#### [Assignment]
Below are records to transcribe exactly, without their pictures.

#### [Data provided]
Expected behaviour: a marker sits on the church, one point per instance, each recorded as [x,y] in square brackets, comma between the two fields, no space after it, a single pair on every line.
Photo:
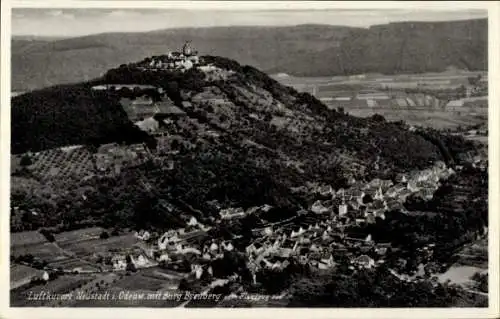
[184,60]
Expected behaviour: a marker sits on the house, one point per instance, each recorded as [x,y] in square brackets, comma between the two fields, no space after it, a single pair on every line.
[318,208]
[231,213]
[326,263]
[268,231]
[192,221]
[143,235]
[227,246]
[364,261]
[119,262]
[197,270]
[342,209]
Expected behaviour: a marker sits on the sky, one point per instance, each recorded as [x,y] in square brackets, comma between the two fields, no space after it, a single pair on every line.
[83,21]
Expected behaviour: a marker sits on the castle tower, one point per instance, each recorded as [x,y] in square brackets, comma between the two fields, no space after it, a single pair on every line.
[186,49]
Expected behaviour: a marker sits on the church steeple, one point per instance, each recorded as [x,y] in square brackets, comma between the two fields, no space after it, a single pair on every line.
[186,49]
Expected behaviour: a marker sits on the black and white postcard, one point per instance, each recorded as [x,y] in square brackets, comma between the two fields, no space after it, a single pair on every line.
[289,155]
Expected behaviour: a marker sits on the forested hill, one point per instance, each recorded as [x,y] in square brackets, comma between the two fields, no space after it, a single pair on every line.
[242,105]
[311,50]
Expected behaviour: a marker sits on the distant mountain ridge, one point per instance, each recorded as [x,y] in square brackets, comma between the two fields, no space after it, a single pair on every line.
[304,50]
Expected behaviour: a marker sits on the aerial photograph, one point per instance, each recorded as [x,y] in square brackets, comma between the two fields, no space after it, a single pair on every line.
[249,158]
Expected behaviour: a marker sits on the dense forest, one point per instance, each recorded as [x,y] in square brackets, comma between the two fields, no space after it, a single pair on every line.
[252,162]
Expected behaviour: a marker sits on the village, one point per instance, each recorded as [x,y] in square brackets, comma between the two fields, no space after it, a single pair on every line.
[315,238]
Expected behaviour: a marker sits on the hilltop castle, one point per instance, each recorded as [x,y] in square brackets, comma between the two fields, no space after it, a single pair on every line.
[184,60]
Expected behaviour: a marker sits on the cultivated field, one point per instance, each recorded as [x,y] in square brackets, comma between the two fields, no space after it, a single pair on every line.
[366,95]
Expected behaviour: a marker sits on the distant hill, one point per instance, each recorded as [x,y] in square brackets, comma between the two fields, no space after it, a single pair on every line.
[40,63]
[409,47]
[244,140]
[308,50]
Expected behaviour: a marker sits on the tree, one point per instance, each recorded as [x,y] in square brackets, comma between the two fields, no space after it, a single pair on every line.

#### [Output]
Expected behaviour: a marker sits on the church, one point per instance, each recorded as [x,y] in square brackets, comma between the two fields, no space after it, a single pair on every line.
Photo:
[184,60]
Expected behaviour: a marker sits on the house, one point per instance, each recorded as [x,y] in square brackets, comma between the two fields, no space after it, a single pair on every line.
[318,208]
[231,213]
[326,263]
[268,231]
[192,221]
[143,235]
[227,246]
[364,261]
[119,262]
[197,270]
[342,209]
Expected behaviour: a marker sits on the sky, one point per instance, each recorded as [x,y] in square brackets, comma between the two fields, no space after it, a single pair on every line.
[83,21]
Expected behaviour: a marker sits on the castle tower, one point per instance, each recorded as [x,y] in square brackets, comma between the two fields, no space after it, a single pair on every line.
[186,49]
Expected behaviour: a marker sits on the church steeple, one point per instance, each recorded as [x,y] in square brackets, comma between the two fields, no space after it, a single pair on every line.
[186,49]
Expected behaviour: a marker sits on the black and white postcard, one point per instance, each recorded as [x,y] in square brackets, comma between the two fields, no space after it, a single pair on every line.
[289,155]
Expected behaviour: a marker sits on the forested hill, one point per instance, each recorded as [x,y] in square brackets, comma between the two fields, no space after it, a single pair on every line.
[242,105]
[311,50]
Expected behaviour: a marker sits on the distant mountain ridge, one point per instance, each recorded as [x,y] in square brackets, comma between the two fields, no space after it, a single pair on every line.
[304,50]
Expected behaviour: a marker sits on the aerial photograph, one point per instance, each recorded as [x,y] in square brackets, comma between the two fields, no space after it, a single pair on every line.
[249,158]
Expected behaviour: a marker sits on the dense forest, one point per instance, each recorded as [x,y] in square brackets, comma between the two fields, no space after it, a single pair on every line.
[252,162]
Expected behaviour: a marker sits on the village, one point per instance, each recorded as [x,y] in square brackets, comma between the two fields, no space after it, a single pair on every line.
[315,238]
Expected behaviour: a marker sits on the hilltop castle, one point per instance, each recorded as [x,y] in square brackets, comma between the two fields, no space after it, a single pair on every line.
[184,60]
Expected behaviour: a marker sits on the cultivated field, one point per instance, each recorded as [x,y] in square brackets, comma between the two fields, no space after it, a single pair on every line.
[366,95]
Expected behaviour: a marker sits on the distant hill, one point per instance, each recorded as [x,y] in square brackets, comma between the two fields, no space after it, a single pair on every line.
[40,63]
[409,47]
[244,140]
[308,50]
Expected behaviour: a marker sits on the tree, one point per instance, each recorded as [x,y] in square brackets, comma between the two fields, no space after it, a single pair on every line.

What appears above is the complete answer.